[Passage shown — start]

Much remains to be done in terms of addressing the legacies from the early development of nuclear energy, including the dismantling of redundant research and fuel cycle facilities, research reactors and nuclear power plants, and the remediation of former nuclear sites and those affected by past uranium mining and processing operations, by other activities involving the use of naturally occurring radioactive material (NORM) or by major nuclear or radiological accidents. Long term solutions often still need to be found for management of the resulting waste, including the development of disposal facilities that meet public acceptance and safety requirements. Some countries are moving forward with dealing with these legacies, and accordingly have built up appropriate technical resources and expertise, but many national programmes still face very significant challenges.
The last major conferences organized by the International Atomic Energy Agency (IAEA) relevant to the above topics took place in Athens, Greece (2006: decommissioning) and in Astana, Kazakhstan (2009: environmental remediation). In the meantime, significant developments in these areas have taken place in some countries and therefore it is timely to discuss the implications for relevant programmes and to exchange recent experiences on these topics. The proposal to combine the two subjects in one conference is a recognition that significant synergies exist between the two activities, which should be explored to foster and optimize the implementation of both decommissioning and environmental remediation worldwide.
The conference will share and review challenges, achievements and lessons learned related to the decommissioning and environmental remediation programmes that have been implemented during the past decade. Key goals will include raising awareness of the importance of addressing the legacies from past activities, identifying current priority needs and providing recommendations on the strategies and approaches that can enable and enhance safe, secure and cost-effective implementation of national and international programmes during the next one to two decades.

[Passage shown — finish]
[Raw data — start]

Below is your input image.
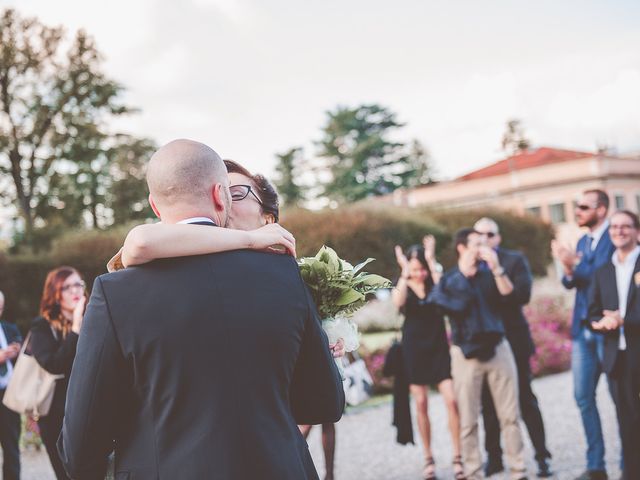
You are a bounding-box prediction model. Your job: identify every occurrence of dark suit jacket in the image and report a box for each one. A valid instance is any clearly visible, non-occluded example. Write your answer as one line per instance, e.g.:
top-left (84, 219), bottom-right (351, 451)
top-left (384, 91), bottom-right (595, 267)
top-left (498, 248), bottom-right (536, 357)
top-left (562, 230), bottom-right (615, 338)
top-left (0, 320), bottom-right (22, 372)
top-left (429, 266), bottom-right (505, 360)
top-left (589, 253), bottom-right (640, 374)
top-left (58, 251), bottom-right (344, 480)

[Raw data — finish]

Problem requirements.
Please say where and in what year, according to the conference text, the last major IAEA conference on environmental remediation took place. The records come from a different source than the conference text.

Solution to the problem.
It took place in Astana, Kazakhstan, in 2009.